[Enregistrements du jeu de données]
════════════════

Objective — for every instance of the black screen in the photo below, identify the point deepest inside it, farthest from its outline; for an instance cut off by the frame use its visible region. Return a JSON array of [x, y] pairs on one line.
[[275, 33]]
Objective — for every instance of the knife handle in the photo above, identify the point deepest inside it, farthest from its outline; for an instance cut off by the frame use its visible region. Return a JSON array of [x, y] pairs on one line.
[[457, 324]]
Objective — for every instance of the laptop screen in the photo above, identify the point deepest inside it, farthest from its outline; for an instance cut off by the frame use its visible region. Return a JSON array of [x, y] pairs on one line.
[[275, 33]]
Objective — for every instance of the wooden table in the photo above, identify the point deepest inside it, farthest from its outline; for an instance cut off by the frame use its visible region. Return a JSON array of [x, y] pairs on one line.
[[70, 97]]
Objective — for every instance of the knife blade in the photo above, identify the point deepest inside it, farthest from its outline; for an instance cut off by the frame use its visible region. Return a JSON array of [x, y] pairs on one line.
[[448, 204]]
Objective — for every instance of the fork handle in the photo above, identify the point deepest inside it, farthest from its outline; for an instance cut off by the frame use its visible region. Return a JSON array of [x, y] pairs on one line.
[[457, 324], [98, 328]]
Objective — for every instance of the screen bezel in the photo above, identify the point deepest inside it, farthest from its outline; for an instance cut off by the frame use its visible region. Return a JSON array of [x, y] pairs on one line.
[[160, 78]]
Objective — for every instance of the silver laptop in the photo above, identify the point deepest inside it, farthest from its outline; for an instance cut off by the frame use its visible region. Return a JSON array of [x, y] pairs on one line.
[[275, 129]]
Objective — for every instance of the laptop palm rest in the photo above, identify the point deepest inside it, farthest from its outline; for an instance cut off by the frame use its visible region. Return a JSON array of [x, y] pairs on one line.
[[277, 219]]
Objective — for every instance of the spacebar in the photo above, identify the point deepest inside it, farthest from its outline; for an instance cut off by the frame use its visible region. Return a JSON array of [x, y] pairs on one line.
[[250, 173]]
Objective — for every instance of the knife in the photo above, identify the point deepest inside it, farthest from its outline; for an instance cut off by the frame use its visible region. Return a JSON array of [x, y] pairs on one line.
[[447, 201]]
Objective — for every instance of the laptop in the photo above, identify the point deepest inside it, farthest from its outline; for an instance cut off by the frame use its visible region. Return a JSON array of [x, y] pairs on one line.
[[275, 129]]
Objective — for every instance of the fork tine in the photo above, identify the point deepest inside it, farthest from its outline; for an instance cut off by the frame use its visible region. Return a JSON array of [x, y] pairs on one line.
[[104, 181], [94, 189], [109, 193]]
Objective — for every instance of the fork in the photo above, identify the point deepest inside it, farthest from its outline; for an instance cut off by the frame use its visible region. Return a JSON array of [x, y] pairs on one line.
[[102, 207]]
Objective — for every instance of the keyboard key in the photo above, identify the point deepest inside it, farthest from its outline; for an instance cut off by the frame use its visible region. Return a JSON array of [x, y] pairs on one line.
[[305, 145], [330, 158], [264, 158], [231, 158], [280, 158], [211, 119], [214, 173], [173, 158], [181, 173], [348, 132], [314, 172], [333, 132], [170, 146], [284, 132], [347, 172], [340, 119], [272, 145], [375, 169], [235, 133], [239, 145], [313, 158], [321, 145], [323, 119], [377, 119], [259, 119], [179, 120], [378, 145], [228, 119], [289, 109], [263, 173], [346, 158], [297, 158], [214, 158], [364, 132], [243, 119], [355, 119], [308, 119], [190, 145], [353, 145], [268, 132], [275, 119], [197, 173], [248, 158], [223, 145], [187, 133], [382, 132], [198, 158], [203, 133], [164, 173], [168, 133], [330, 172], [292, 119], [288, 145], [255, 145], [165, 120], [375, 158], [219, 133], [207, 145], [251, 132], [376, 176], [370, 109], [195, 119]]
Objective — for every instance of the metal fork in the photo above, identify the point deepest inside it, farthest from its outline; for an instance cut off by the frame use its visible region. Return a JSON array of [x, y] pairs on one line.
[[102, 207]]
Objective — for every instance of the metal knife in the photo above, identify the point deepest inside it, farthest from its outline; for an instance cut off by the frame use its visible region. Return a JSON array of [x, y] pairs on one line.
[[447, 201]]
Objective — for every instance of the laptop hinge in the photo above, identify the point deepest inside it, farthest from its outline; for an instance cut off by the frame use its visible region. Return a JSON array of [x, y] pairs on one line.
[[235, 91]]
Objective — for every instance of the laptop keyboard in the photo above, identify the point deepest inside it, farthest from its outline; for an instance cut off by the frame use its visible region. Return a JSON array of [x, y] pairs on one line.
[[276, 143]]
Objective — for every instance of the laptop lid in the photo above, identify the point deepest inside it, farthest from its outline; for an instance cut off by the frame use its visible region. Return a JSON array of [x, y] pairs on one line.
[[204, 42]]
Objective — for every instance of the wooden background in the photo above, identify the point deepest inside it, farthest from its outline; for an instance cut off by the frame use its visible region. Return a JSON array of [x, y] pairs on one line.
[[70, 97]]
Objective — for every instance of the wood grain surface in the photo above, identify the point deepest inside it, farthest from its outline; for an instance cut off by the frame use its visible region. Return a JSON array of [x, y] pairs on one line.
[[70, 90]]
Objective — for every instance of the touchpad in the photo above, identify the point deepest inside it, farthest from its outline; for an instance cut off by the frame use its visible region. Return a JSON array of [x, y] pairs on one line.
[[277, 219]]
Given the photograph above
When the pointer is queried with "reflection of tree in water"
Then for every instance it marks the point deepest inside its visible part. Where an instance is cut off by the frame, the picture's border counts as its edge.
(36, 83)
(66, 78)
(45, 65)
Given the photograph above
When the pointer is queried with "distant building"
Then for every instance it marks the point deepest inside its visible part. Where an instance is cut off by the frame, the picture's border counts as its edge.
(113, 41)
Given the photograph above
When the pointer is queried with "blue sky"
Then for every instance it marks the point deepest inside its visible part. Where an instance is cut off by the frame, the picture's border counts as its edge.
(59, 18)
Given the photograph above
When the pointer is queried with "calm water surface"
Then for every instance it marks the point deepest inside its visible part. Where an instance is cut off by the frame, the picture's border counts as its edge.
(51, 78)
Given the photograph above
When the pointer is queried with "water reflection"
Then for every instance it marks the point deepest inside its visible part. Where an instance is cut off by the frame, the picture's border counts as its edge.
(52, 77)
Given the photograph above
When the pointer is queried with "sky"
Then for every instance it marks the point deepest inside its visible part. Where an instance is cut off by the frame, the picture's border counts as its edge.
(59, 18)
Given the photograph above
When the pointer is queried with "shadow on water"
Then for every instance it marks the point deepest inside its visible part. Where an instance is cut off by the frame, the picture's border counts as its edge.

════════════════

> Consigne: Mettez en forme l'ensemble des enregistrements ci-dessus sous la forme d'une liste JSON de chaînes, chaque ligne devenant une chaîne et les lignes vides étant omises.

> Réponse correcte:
[
  "Objective — for every instance of the black screen in the photo below, identify the point deepest inside it, farthest from its outline; for an instance cut off by the frame use its visible region. Return a JSON array of [x, y] pairs on one line.",
  "[[275, 33]]",
  "Objective — for every instance of the knife handle in the photo above, identify the point deepest inside it, farthest from its outline; for an instance cut off by the frame use its visible region. Return a JSON array of [x, y] pairs on one line.",
  "[[457, 324]]",
  "Objective — for every instance of the laptop screen in the photo above, identify the point deepest inside it, farthest from its outline; for an instance cut off by the frame use its visible region. Return a JSON array of [x, y] pairs on one line.",
  "[[275, 33]]",
  "Objective — for every instance of the wooden table in the photo above, identify the point deepest inside it, farthest from its outline; for an instance cut off by the frame use its visible region. Return a JSON array of [x, y] pairs on one line.",
  "[[70, 97]]",
  "Objective — for every instance of the knife blade in the photo above, identify the point deepest inside it, farthest from its outline; for an instance cut off by the frame use its visible region. Return a JSON array of [x, y] pairs on one line.",
  "[[448, 204]]",
  "Objective — for every instance of the fork handle in the photo above, identify the point deepest inside it, farthest from its outline; for an instance cut off by the frame use its visible region. Return a JSON array of [x, y] pairs on one line.",
  "[[457, 324], [98, 328]]",
  "Objective — for every instance of the screen bezel in the photo above, identify the point deepest inside it, farthest from its outline; for an instance cut off by the frame use its visible region. Return a JSON array of [x, y] pairs on one line.",
  "[[160, 78]]",
  "Objective — for every instance of the silver laptop in the photo above, identify the point deepest inside it, farthest from its outline; for an instance cut off by the frame use its visible region. Return a JSON array of [x, y] pairs on one line.",
  "[[275, 129]]",
  "Objective — for every instance of the laptop palm rest in the photo above, identify the point deepest inside it, farthest from its outline; for an instance cut off by the frame use its visible region. Return a JSON array of [x, y] pairs on one line.",
  "[[277, 219]]",
  "Objective — for every instance of the spacebar in the photo above, identify the point deepest inside it, farthest from its outline; for an instance cut off by the frame use its visible region. Return a JSON array of [x, y] pairs on one line.",
  "[[250, 173]]",
  "Objective — for every instance of the knife in the photo above, identify the point deepest inside it, farthest from its outline; for an instance cut off by the frame use its visible region. Return a JSON array of [x, y] pairs on one line.",
  "[[447, 201]]",
  "Objective — for every instance of the laptop in the photo above, identify the point deepest inside it, farthest from its outline; for an instance cut off by the frame use its visible region. Return a JSON array of [x, y] pairs on one line.",
  "[[275, 129]]",
  "Objective — for every instance of the fork tine in the photo above, identify the point deepest inside it, farthest from its outline; for an instance cut off by the frame use its visible region. Return a JSON array of [x, y] pairs on one line.",
  "[[104, 181], [94, 189], [109, 193]]",
  "Objective — for every instance of the fork in the photo above, identify the point deepest inside it, farthest from its outline; for an instance cut off by the frame use its visible region. Return a JSON array of [x, y] pairs on one line.",
  "[[102, 207]]",
  "Objective — for every instance of the keyboard key in the photo above, identify the point deepest inside it, farthest from its outline; for an instance cut off by the frame use its visible region. Return a JSON array of [x, y] pairs on one line.",
  "[[305, 145], [330, 158], [264, 158], [231, 158], [280, 158], [211, 119], [214, 173], [173, 158], [181, 173], [348, 132], [314, 172], [333, 132], [170, 146], [284, 132], [347, 172], [340, 119], [272, 145], [375, 169], [235, 133], [239, 145], [313, 158], [321, 145], [323, 119], [377, 119], [259, 119], [179, 120], [378, 145], [228, 119], [289, 109], [263, 173], [346, 158], [297, 158], [214, 158], [364, 132], [243, 119], [355, 119], [308, 119], [190, 145], [353, 145], [268, 132], [275, 119], [197, 173], [248, 158], [223, 145], [187, 133], [382, 132], [198, 158], [203, 133], [164, 173], [168, 133], [330, 172], [292, 119], [288, 145], [255, 145], [165, 120], [375, 158], [219, 133], [207, 145], [251, 132], [376, 176], [370, 109], [195, 119]]",
  "Objective — for every instance of the metal fork in the photo above, identify the point deepest inside it, farthest from its outline; for an instance cut off by the frame use its visible region. Return a JSON array of [x, y] pairs on one line.",
  "[[102, 207]]",
  "Objective — for every instance of the metal knife in the photo above, identify the point deepest inside it, farthest from its outline; for an instance cut off by the frame use its visible region. Return a JSON array of [x, y] pairs on one line.",
  "[[447, 201]]",
  "Objective — for every instance of the laptop hinge in the photo above, identify the point deepest inside it, farthest from its outline; for an instance cut off by the frame use its visible region. Return a JSON array of [x, y] pairs on one line.",
  "[[235, 91]]",
  "Objective — for every instance of the laptop keyboard in the photo above, identify the point deepest inside it, farthest from its outline; for an instance cut off by the frame use its visible region. Return a JSON array of [x, y] pairs on one line.",
  "[[276, 143]]",
  "Objective — for every instance of the laptop lid in the photo above, identify the point deepest inside it, farthest from its outline; for an instance cut off by the frame use its visible region. Return a JSON array of [x, y] pairs on one line.",
  "[[204, 42]]",
  "Objective — for every instance of the wooden background in the photo above, identify the point deepest inside it, farthest from its outline; for an instance cut off by the frame use its visible region. Return a JSON array of [x, y] pairs on one line.",
  "[[70, 97]]",
  "Objective — for every instance of the wood grain surface in the photo above, identify the point deepest inside it, farthest from its outline; for an instance cut off by the frame use its visible region. Return a JSON array of [x, y] pairs on one line.",
  "[[70, 90]]",
  "Objective — for every instance of the touchpad in the photo above, identify the point deepest inside it, farthest from its outline; for an instance cut off by the frame use its visible region. Return a JSON array of [x, y] pairs on one line.",
  "[[277, 219]]",
  "Given the photograph above",
  "When the pointer is queried with \"reflection of tree in water\"",
  "Then for every instance it marks the point deepest inside its visible part. Where an instance is cut off by the frame, the picture's border counts as its edge.",
  "(36, 83)",
  "(66, 78)",
  "(45, 65)",
  "Given the photograph above",
  "When the pointer is queried with \"distant building\"",
  "Then for every instance it marks the point deepest inside its visible part. Where an instance is cut off by the frame, the picture's border counts as its edge.",
  "(113, 41)",
  "Given the photograph above",
  "When the pointer is queried with \"blue sky\"",
  "Then for every instance it marks the point deepest inside its visible part. Where an instance is cut off by the frame, the picture's border counts as its edge.",
  "(59, 18)",
  "Given the photograph above",
  "When the pointer is queried with \"calm water surface\"",
  "Then for every instance it marks the point deepest inside its visible part. Where an instance is cut off by the frame, the picture's border counts as its edge.",
  "(51, 78)",
  "Given the photograph above",
  "When the pointer is queried with \"water reflection\"",
  "Then for every instance it marks the point deepest inside its visible part. Where an instance is cut off by the frame, the picture's border counts as its edge.",
  "(52, 77)",
  "Given the photograph above",
  "When the pointer is queried with \"sky\"",
  "Then for every instance it marks the point deepest inside its visible part. Where an instance is cut off by the frame, the picture's border counts as its edge.",
  "(59, 18)",
  "Given the photograph above",
  "When the pointer is queried with \"shadow on water\"",
  "Then for every instance it marks the point deepest inside its visible part. Where an instance is cut off by the frame, the picture's border counts as its edge."
]